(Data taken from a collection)
☆ ☆ ☆ ☆

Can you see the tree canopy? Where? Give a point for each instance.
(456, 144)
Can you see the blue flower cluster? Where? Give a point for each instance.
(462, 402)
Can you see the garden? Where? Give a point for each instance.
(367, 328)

☆ ☆ ☆ ☆

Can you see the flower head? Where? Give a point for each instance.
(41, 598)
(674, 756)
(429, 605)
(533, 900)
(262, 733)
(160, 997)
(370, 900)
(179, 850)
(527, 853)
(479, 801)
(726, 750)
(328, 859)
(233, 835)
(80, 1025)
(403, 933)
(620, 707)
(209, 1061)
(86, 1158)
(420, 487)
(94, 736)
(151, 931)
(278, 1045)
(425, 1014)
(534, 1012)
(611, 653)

☆ ☆ ☆ ☆

## Objective
Find each line above that contains the word "point" and copy those lines.

## Written answer
Can you see the tree canopy? Where? Give a point for each instance.
Can you see the blue flower cluster? Where? Give a point for each instance.
Can you see the garden? Where? Give a point for each instance.
Can you see the flower head? Where? Give a point for each instance.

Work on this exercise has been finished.